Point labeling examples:
◆ ◆ ◆
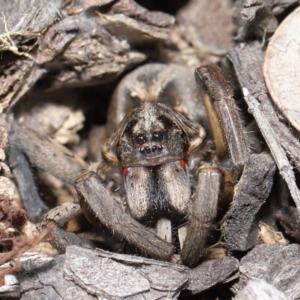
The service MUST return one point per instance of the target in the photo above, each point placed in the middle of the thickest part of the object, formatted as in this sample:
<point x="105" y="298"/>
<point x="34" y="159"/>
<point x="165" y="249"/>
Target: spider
<point x="157" y="163"/>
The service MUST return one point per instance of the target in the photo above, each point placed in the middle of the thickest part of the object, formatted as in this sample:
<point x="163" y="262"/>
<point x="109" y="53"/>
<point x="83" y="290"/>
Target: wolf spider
<point x="157" y="164"/>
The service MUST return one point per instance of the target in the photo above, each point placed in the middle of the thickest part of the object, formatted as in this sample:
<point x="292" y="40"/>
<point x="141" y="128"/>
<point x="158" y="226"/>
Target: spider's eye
<point x="140" y="139"/>
<point x="157" y="136"/>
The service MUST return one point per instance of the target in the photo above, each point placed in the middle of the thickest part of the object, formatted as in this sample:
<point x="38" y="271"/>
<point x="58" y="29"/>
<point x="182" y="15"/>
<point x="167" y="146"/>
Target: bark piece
<point x="194" y="18"/>
<point x="254" y="18"/>
<point x="106" y="277"/>
<point x="251" y="193"/>
<point x="280" y="73"/>
<point x="259" y="290"/>
<point x="86" y="274"/>
<point x="211" y="273"/>
<point x="277" y="265"/>
<point x="44" y="276"/>
<point x="247" y="62"/>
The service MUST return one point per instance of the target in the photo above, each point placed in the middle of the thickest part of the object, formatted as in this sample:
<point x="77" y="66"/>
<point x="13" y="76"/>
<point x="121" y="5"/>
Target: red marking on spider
<point x="125" y="171"/>
<point x="182" y="163"/>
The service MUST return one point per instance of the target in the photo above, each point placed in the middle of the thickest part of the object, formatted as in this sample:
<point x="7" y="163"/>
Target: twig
<point x="277" y="151"/>
<point x="6" y="43"/>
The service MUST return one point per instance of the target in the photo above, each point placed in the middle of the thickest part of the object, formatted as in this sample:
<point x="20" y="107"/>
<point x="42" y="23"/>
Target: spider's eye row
<point x="157" y="136"/>
<point x="140" y="139"/>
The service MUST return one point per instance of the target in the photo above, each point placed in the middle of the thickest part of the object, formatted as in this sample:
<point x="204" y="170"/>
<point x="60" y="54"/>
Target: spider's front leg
<point x="232" y="149"/>
<point x="202" y="213"/>
<point x="99" y="207"/>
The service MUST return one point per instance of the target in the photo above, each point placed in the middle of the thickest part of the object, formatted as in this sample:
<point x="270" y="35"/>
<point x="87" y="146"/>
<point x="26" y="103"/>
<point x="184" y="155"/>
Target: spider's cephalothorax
<point x="152" y="162"/>
<point x="153" y="144"/>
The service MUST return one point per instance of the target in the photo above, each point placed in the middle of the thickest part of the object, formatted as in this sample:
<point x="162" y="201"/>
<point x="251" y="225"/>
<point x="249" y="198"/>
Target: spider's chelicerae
<point x="157" y="164"/>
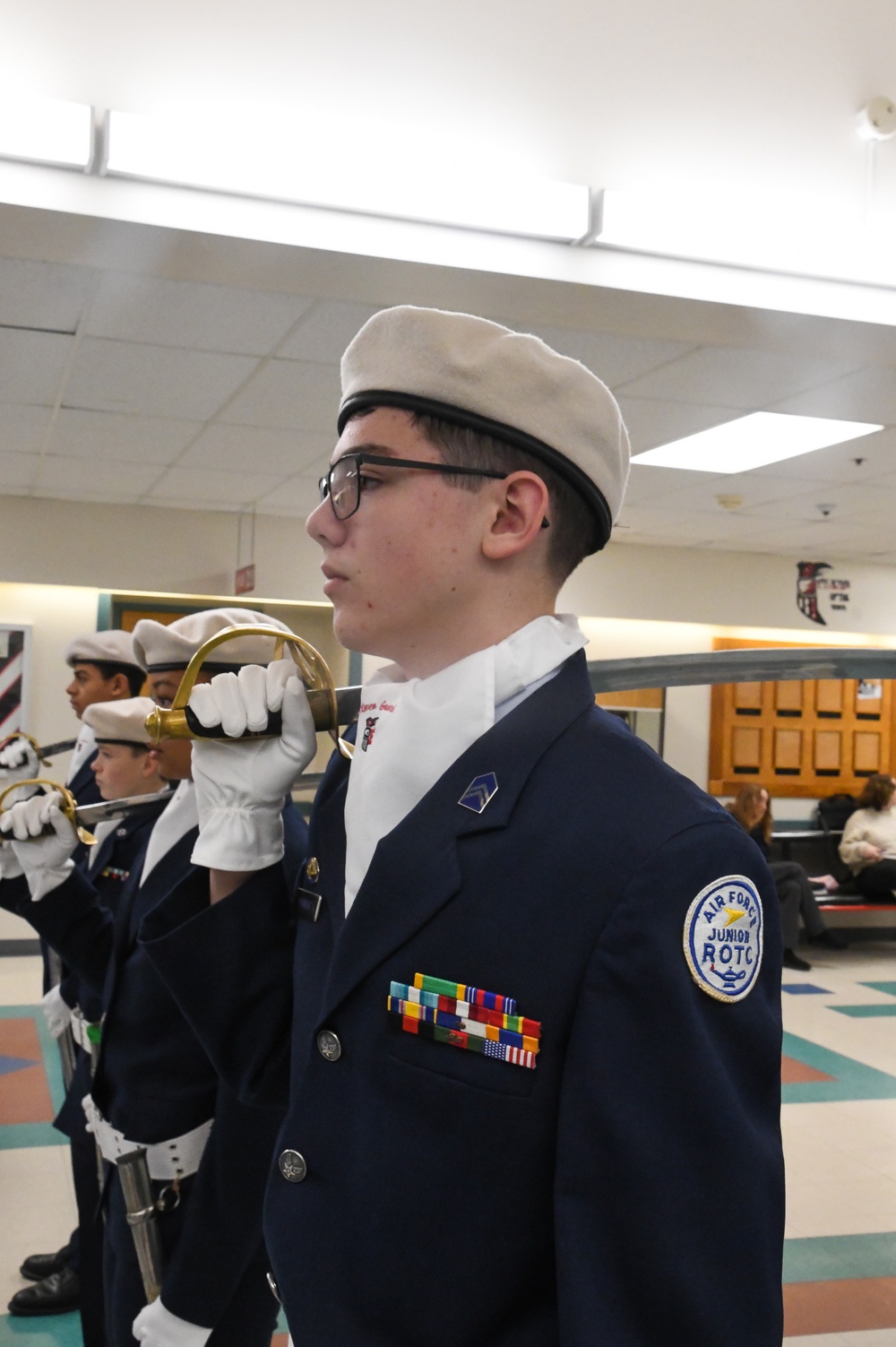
◆ ◆ ◆
__Request__: Could you gather every line in the records above that contains the word "spider" and copy each one out?

__Solution for this problem__:
Target: spider
Target: wolf spider
Target: spider's eye
Target: red marking on spider
Target: spider's eye row
Target: spider's front leg
Target: spider's cephalothorax
Target: spider's chelicerae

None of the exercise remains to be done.